- [PROVIDED DATA]

## start

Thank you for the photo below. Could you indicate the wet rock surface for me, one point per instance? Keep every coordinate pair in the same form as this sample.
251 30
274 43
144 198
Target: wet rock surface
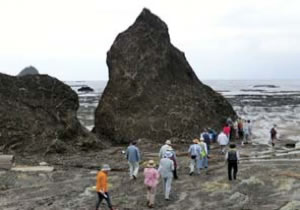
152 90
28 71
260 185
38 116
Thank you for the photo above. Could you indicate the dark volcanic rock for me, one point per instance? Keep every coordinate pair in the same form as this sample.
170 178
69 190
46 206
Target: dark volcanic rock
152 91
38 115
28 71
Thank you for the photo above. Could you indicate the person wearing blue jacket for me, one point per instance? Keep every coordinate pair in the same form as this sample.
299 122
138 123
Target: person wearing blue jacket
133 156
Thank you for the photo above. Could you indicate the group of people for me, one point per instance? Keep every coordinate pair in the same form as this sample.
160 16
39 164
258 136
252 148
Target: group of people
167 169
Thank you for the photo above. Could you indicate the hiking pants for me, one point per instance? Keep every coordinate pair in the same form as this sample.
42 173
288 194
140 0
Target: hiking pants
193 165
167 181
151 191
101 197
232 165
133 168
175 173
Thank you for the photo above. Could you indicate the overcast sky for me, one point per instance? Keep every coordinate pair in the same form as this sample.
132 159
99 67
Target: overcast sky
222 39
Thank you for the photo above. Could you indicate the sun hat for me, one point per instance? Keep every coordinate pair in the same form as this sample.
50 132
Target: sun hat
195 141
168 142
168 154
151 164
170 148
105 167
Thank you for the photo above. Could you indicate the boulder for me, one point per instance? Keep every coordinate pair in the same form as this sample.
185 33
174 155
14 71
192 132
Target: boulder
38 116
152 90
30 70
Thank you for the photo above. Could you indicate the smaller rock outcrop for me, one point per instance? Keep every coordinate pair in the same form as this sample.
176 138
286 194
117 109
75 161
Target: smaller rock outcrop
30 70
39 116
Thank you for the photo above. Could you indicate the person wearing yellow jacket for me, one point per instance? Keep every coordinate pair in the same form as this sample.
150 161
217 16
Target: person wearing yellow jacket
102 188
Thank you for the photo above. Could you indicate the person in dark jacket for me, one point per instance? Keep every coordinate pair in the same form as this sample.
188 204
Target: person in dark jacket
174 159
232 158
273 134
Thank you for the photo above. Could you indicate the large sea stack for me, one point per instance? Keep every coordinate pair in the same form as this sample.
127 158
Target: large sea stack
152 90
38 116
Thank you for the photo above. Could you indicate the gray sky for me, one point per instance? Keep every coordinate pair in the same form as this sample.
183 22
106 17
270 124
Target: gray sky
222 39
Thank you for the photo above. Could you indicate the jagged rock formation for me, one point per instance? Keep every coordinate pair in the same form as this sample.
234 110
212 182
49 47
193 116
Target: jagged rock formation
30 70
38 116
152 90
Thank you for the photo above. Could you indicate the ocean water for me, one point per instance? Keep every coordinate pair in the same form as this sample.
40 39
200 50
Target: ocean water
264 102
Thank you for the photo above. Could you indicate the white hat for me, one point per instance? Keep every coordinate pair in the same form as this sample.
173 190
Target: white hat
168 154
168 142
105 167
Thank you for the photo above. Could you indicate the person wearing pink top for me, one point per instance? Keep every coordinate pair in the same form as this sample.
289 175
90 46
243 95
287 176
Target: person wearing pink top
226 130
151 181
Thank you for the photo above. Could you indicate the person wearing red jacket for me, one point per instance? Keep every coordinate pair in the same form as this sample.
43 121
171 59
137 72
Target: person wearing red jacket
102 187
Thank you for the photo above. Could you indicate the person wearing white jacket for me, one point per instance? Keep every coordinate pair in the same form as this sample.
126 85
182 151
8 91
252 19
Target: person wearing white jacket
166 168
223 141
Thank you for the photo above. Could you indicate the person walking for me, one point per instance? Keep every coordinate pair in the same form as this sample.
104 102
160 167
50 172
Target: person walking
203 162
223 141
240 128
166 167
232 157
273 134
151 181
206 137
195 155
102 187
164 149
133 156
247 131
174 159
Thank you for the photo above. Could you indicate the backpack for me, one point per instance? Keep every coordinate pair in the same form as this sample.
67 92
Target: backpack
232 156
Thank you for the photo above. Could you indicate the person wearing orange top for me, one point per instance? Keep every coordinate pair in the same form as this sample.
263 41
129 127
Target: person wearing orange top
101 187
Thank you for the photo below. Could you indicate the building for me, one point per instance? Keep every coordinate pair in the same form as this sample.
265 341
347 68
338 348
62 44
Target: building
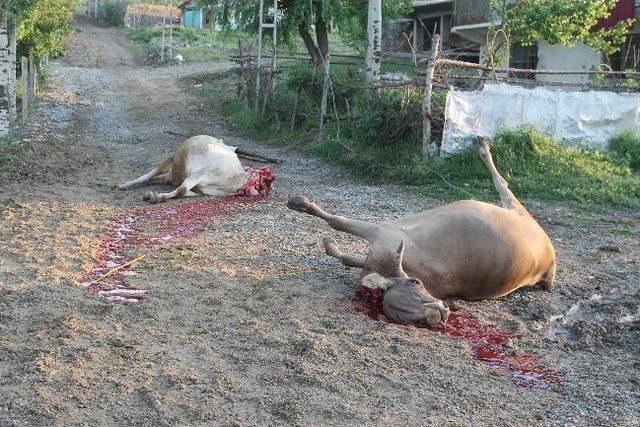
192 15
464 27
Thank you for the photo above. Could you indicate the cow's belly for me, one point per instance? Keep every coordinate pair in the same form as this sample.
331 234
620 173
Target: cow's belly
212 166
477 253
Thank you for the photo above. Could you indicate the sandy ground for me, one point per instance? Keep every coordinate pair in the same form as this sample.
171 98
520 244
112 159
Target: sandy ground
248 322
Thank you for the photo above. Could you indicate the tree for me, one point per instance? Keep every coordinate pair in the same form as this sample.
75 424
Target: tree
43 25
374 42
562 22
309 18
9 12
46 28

## end
## start

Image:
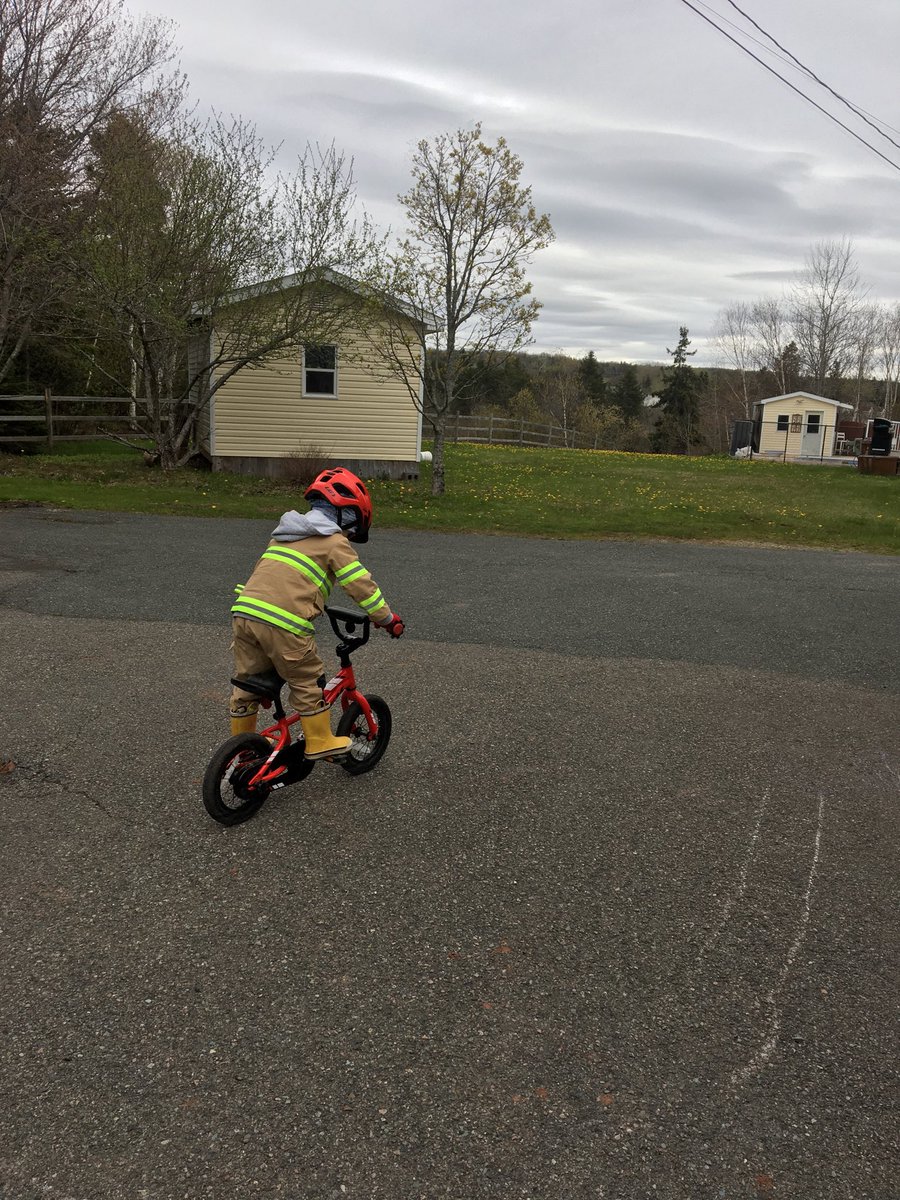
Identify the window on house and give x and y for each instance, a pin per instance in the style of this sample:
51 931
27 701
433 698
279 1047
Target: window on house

## end

- [REQUIRED WORK]
Count the lines of the material above that contain the string "orange". Reply with the number alone.

- [FULL OUTPUT]
2